Extracted data entries
········

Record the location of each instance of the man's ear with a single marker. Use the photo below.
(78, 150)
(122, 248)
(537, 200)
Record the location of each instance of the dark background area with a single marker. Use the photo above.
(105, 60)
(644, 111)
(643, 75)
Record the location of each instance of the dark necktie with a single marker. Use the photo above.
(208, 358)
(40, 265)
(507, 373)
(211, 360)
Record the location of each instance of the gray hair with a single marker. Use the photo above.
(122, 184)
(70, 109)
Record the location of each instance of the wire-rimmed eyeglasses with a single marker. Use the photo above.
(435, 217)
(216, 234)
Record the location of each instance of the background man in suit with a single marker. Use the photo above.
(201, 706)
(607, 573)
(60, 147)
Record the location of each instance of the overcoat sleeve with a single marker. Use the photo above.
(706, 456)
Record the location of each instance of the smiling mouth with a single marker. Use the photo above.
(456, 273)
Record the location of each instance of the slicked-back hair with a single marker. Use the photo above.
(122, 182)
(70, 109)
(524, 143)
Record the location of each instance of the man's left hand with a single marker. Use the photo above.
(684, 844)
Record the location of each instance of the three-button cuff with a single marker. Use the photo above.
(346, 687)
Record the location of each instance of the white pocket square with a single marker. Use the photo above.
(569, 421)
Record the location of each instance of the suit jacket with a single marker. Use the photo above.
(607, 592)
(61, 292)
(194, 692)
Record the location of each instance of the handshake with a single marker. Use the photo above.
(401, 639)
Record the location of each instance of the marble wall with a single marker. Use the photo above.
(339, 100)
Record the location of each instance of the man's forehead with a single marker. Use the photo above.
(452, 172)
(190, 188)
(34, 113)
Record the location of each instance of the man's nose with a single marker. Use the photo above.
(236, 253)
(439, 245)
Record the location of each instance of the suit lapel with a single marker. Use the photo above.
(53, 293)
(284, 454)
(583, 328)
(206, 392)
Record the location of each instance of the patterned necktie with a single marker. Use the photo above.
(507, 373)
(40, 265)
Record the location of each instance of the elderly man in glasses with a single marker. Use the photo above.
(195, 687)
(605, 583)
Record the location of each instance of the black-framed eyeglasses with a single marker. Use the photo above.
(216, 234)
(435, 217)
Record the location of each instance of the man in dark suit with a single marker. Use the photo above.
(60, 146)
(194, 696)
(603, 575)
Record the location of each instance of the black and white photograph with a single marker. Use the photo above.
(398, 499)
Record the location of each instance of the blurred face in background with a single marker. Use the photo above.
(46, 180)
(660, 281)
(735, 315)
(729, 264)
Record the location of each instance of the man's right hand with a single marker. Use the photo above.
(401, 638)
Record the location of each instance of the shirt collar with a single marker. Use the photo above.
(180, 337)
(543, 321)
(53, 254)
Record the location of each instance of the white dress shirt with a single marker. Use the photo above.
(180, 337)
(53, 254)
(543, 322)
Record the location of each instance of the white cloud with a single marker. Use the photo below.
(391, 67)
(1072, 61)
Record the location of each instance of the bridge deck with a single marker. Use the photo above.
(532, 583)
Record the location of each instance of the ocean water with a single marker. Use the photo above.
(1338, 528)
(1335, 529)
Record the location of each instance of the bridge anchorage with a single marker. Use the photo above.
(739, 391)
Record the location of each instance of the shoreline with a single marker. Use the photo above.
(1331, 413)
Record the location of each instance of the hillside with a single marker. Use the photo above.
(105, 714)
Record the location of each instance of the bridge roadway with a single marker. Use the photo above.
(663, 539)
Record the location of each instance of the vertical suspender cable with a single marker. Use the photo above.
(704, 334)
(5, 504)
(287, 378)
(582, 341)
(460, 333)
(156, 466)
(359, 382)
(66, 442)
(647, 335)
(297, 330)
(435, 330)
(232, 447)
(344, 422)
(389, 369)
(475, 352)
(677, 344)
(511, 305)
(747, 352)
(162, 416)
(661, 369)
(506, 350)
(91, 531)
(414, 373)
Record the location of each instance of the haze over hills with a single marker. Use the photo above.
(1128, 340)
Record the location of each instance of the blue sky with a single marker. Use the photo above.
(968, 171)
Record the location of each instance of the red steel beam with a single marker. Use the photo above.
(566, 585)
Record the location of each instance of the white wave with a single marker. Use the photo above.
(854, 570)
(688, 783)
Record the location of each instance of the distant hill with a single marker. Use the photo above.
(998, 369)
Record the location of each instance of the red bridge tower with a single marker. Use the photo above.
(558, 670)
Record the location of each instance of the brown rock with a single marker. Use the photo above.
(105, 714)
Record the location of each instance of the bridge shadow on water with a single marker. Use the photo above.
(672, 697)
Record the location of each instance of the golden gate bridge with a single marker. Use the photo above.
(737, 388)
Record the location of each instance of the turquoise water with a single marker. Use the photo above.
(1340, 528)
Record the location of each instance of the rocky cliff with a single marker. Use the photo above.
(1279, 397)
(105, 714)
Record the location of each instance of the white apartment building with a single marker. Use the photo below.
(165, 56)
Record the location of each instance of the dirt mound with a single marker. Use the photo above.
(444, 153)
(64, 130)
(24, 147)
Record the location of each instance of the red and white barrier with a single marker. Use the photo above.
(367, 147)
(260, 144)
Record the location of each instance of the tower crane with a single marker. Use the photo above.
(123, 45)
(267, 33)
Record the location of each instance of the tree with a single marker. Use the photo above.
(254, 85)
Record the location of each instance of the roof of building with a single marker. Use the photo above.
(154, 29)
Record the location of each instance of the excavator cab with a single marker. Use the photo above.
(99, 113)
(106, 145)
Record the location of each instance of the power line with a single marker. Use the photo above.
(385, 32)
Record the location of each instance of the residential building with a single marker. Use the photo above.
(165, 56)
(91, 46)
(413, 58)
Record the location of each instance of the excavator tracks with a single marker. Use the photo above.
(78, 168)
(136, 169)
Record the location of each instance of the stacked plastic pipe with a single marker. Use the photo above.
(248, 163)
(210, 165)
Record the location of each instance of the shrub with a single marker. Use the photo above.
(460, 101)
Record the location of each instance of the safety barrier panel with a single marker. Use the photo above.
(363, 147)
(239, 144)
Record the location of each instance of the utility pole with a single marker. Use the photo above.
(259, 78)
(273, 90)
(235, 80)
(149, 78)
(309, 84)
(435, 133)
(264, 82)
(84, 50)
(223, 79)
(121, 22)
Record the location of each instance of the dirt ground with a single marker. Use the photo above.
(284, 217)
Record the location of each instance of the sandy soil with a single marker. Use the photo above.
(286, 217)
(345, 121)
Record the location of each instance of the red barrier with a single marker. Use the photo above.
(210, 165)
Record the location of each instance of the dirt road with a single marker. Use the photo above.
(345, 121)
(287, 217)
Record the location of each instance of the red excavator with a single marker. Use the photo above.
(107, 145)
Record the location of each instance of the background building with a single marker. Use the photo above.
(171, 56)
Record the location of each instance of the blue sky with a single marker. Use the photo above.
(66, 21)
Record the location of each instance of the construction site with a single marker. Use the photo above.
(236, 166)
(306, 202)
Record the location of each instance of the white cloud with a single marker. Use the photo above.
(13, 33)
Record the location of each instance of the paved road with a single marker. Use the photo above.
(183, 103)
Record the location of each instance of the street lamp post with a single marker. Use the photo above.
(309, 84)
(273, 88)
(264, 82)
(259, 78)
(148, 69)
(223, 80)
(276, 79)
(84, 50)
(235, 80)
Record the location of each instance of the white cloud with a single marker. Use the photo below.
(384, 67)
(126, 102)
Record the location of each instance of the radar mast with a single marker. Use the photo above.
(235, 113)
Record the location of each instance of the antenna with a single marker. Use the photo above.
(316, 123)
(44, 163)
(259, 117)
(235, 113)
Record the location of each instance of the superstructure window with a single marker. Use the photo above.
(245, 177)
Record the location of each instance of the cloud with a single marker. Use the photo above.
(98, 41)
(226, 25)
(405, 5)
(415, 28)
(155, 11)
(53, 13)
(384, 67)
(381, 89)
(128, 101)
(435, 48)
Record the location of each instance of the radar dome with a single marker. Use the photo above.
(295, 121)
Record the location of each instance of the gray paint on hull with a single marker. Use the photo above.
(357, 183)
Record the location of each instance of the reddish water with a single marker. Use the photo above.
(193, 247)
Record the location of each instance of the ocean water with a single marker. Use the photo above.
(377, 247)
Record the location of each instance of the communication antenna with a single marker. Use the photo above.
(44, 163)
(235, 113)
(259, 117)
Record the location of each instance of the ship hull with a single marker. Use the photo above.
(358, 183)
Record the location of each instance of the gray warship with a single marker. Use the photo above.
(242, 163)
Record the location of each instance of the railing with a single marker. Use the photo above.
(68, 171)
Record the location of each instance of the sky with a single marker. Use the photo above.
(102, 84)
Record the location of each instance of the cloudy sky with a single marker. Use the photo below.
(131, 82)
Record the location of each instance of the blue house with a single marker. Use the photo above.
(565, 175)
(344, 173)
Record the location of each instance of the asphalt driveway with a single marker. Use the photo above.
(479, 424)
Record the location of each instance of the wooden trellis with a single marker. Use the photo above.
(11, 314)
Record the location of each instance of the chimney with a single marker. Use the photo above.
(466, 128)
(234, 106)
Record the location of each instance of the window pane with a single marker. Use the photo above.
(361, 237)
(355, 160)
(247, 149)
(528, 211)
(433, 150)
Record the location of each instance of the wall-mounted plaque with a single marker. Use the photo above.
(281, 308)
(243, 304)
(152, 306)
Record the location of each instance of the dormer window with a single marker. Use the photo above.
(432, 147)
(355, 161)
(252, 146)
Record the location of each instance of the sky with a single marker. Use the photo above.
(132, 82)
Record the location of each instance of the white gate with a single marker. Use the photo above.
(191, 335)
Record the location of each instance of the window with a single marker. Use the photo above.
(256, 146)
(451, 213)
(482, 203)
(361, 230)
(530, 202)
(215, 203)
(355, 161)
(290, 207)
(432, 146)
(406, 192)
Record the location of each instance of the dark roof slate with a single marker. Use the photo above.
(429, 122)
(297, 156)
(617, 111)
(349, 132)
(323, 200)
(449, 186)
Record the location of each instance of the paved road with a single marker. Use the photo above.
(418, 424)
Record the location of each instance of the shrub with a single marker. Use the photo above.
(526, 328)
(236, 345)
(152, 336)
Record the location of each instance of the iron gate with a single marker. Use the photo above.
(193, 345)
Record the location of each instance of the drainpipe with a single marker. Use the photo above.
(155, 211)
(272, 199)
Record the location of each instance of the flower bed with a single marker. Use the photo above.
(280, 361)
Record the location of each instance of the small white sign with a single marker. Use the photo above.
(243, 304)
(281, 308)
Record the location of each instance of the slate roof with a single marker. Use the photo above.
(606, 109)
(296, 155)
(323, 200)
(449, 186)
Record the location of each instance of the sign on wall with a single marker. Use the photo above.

········

* Short task:
Only the lines from the one containing "Record the location of each instance of the wall-mounted" through the end of the entries above belong in the answer; repeat them exactly.

* Solution to this exercise:
Record the location of each instance of the wall-mounted plaque with a single marker. Use the photo above.
(281, 308)
(243, 304)
(152, 306)
Record the location of each instance of the dormer window with a single marker. Use the photo above.
(432, 147)
(355, 161)
(252, 146)
Record the location of each instance of the sky with a single marker. Use the photo above.
(132, 82)
Record the location of each instance of the white gate with a single marker. Use the photo above.
(191, 335)
Record the location of each instance of the window with a single marker. Use the photo above.
(256, 146)
(451, 213)
(482, 203)
(361, 230)
(530, 202)
(215, 203)
(355, 161)
(290, 207)
(432, 146)
(406, 192)
Record the location of each instance of the dark roof slate with a single marker. Use the photo above.
(429, 122)
(297, 156)
(617, 111)
(349, 132)
(323, 200)
(449, 186)
Record the location of each instance of the paved road with a single marker. Use the photo above.
(418, 424)
Record the location of each instance of the shrub with a single marker. Use the photo above.
(526, 328)
(236, 345)
(152, 336)
Record the location of each instance of the iron gate with a single marker. Use the photo above.
(193, 345)
Record the location of each instance of the drainpipe with a single marker. Use the photo above.
(155, 211)
(272, 199)
Record the location of each instance of the flower bed with a single marker. Use the photo above.
(280, 361)
Record the location of each instance of the small white sign with a single marker. Use the photo above.
(243, 304)
(281, 308)
Record the location of each instance of the slate roof with a single marker. Use the photo above.
(606, 109)
(296, 155)
(323, 200)
(449, 186)
Record the location of each instance of the sign on wall with a single marker. Use the photo above.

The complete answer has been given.